_SUPPLIED MATERIAL_.

<<<<

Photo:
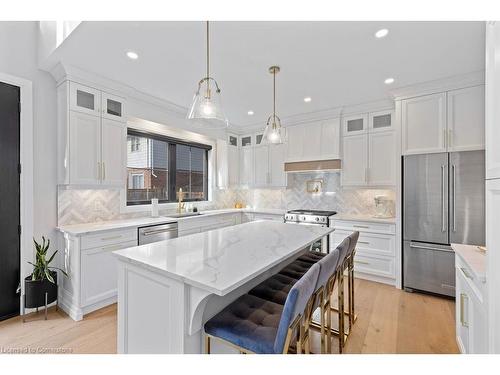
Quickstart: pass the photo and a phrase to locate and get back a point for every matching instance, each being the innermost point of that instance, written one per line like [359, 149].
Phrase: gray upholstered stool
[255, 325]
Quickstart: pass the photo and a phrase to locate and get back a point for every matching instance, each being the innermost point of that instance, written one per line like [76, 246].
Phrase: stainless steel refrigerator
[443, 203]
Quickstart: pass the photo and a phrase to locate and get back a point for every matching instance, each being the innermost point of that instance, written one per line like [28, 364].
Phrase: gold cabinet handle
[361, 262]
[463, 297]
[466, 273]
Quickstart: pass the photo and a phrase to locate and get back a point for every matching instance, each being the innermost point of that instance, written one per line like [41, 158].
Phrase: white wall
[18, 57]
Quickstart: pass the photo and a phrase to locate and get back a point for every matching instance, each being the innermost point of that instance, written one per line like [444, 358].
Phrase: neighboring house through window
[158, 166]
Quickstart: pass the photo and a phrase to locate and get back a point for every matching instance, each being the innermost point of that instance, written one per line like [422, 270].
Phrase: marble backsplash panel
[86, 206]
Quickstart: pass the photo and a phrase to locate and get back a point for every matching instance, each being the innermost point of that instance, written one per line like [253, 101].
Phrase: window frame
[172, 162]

>>>>

_TASK TO COMPLETE_.
Extract the closing run of lines, starting with the one containing "like [444, 358]." and ending at the last, exactly as written.

_TASK ANSWER_.
Quickstart: pass the photo and a phrase to locate and get back a point for every matching instance, each being the innermost point of that instance, written one per line like [444, 358].
Phrase: neighboring house through window
[158, 166]
Quickstart: pass the photo and a phrase to locate and get back a point for every matching instance, each being the innermost point of that instance, written one per line like [422, 270].
Phrase: marble backsplash panel
[86, 206]
Quickstart: pass the photo and a phrase to locate and get back a point for every matching instance, each being the innermost point of that instance, written one per line like [253, 101].
Phrase: window frame
[172, 162]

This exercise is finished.